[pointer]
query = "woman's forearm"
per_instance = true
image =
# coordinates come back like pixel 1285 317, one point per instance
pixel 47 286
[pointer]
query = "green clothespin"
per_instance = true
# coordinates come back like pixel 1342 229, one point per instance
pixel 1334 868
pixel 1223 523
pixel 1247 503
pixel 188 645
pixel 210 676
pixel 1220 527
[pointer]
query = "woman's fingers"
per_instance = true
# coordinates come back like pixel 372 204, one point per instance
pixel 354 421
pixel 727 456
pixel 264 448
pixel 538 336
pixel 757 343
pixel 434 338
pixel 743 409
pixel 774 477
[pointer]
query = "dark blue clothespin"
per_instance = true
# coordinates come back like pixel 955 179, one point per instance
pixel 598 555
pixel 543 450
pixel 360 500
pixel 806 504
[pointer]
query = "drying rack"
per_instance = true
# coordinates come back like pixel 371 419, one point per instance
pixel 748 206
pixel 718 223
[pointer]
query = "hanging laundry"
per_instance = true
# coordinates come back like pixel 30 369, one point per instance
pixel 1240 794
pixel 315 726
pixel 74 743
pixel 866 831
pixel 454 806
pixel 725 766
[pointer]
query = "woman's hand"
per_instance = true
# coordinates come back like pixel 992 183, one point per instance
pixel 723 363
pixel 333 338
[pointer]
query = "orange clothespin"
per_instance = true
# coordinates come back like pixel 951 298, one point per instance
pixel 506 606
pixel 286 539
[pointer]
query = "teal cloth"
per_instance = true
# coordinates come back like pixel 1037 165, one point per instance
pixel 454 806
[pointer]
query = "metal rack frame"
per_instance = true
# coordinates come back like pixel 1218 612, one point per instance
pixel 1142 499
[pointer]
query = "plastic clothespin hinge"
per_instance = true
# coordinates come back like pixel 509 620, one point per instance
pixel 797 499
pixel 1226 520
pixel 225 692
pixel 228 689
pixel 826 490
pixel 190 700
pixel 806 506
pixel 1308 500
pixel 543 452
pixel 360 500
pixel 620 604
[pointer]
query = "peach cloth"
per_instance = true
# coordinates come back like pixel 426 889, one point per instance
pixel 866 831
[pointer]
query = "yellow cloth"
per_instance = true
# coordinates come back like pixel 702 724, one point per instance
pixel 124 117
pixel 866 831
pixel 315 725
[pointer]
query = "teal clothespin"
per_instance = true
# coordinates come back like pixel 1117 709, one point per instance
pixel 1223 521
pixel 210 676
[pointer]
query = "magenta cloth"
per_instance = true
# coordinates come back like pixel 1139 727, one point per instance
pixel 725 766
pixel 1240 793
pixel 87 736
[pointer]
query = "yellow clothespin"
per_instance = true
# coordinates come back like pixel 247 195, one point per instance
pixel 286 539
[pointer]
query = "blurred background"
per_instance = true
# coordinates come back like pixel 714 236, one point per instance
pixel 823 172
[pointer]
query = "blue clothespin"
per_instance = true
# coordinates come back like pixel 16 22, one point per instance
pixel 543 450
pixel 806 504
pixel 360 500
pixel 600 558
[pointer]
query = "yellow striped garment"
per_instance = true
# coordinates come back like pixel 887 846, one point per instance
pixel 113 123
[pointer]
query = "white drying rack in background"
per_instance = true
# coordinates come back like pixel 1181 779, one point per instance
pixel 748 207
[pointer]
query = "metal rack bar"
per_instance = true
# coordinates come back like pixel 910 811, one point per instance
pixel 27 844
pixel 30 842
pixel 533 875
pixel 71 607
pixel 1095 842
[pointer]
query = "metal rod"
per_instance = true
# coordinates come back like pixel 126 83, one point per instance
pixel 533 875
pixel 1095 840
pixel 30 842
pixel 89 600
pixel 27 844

Exercise –
Look for the word "blue" in every line of the listing and copy the lines that have it.

Reply to the task –
query = "dark blue clothespin"
query = "blue clothespin"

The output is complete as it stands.